Énoncé A:
Reproduisez à l'identique le passage de l'article sur le front républicain qui commence aux mots "L'article à lire" et s'arrête après "et en 2017 ?".

Extrait du texte:

L'article à lire pour comprendre ce qu'est le front républicain, cette notion qui ressurgit régulièrement lors de l'élection présidentielle
"Ni Marine Le Pen, ni Emmanuel Macron." De nombreux électeurs, notamment à gauche, rejettent l'idée d'un front républicain. D'où vient ce concept et pourquoi semble-t-il moins fédérateur en 2022 qu'en 2002 et en 2017 ?
Une marée humaine dans la rue et une vague historique dans les urnes. Vingt ans après la victoire écrasante de Jacques Chirac face à Jean-Marie Le Pen, invité surprise du second tour de l'élection présidentielle, le front républicain est-il encore en mesure de barrer la route de l'Elysée à l'extrême droite ? S'agit-il d'un concept "tout pourri", "dont plus personne ne veut", comme l'avait qualifié Marine Le Pen lors de l'entre-deux-tours de la présidentielle de 2017 où, déjà, elle affrontait Emmanuel Macron pour la fonction suprême ?

Liste fournie:
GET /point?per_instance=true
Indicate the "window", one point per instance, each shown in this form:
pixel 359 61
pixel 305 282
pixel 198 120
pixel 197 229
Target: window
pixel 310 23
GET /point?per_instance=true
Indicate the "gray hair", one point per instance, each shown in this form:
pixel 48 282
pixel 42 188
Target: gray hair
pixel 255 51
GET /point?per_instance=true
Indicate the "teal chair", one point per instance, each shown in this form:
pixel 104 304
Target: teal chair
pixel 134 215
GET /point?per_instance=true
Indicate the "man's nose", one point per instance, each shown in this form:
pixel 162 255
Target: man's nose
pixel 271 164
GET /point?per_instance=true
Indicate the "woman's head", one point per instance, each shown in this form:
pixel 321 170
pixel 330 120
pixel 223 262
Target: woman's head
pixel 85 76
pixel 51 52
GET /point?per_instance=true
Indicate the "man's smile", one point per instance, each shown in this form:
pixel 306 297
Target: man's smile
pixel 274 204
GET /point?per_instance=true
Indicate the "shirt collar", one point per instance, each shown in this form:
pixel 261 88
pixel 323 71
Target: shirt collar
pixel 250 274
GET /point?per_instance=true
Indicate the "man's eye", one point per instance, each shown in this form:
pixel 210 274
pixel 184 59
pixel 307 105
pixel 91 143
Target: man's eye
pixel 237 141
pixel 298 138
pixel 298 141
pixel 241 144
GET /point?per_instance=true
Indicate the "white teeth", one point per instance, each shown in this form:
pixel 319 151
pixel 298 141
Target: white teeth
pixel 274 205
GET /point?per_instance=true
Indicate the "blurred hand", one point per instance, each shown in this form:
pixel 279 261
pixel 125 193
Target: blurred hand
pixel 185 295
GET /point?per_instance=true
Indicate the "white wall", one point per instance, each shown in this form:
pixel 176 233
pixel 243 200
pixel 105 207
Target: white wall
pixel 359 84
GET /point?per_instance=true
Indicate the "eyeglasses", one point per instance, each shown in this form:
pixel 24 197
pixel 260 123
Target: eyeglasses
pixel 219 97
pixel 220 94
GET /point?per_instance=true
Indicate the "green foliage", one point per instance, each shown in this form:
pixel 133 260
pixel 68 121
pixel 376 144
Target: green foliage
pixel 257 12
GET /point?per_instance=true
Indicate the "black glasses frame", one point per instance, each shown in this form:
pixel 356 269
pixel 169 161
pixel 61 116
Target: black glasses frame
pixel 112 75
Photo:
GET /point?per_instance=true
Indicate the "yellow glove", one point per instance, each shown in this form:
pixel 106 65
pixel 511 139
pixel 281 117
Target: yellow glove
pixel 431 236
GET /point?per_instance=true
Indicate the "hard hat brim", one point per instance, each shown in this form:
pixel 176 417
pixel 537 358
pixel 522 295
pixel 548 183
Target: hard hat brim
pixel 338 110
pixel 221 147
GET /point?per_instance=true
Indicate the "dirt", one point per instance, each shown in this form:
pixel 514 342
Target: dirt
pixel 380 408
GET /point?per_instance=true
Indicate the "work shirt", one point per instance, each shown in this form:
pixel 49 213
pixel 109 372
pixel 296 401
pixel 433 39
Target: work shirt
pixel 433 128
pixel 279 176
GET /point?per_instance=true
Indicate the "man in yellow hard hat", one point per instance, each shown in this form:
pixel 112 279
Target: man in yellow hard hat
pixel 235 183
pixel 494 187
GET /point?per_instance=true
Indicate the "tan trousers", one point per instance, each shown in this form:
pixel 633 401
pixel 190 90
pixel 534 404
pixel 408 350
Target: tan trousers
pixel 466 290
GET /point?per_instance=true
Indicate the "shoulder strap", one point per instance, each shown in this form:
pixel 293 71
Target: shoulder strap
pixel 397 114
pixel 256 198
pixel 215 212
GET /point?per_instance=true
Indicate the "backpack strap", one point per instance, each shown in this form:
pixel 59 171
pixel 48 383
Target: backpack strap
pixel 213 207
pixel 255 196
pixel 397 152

Énoncé B:
Restituez sans modification les lignes de la liste, de la toute première jusqu'à celle qui contient "pixel 310 23", cette dernière comprise.

Corrigé A:
L'article à lire pour comprendre ce qu'est le front républicain, cette notion qui ressurgit régulièrement lors de l'élection présidentielle
"Ni Marine Le Pen, ni Emmanuel Macron." De nombreux électeurs, notamment à gauche, rejettent l'idée d'un front républicain. D'où vient ce concept et pourquoi semble-t-il moins fédérateur en 2022 qu'en 2002 et en 2017 ?

Corrigé B:
GET /point?per_instance=true
Indicate the "window", one point per instance, each shown in this form:
pixel 359 61
pixel 305 282
pixel 198 120
pixel 197 229
Target: window
pixel 310 23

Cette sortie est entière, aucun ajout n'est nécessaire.